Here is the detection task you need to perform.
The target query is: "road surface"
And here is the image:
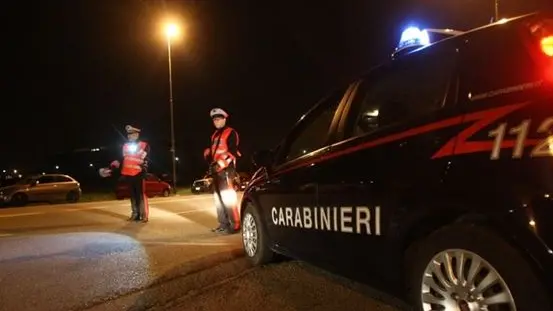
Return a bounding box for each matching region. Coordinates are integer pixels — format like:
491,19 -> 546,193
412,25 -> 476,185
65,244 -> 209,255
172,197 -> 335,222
0,195 -> 406,311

What the task asks = Quote every line of the rows above word for word, leaving out the pictures.

Response to the exercise =
Here is the detection task you need to perform.
The target query is: "road surface"
And here is the image:
Return a bounding box for each matching region. Coordinates are integer pixels — format like:
491,19 -> 546,193
412,25 -> 476,185
65,244 -> 209,255
172,197 -> 335,222
0,195 -> 406,311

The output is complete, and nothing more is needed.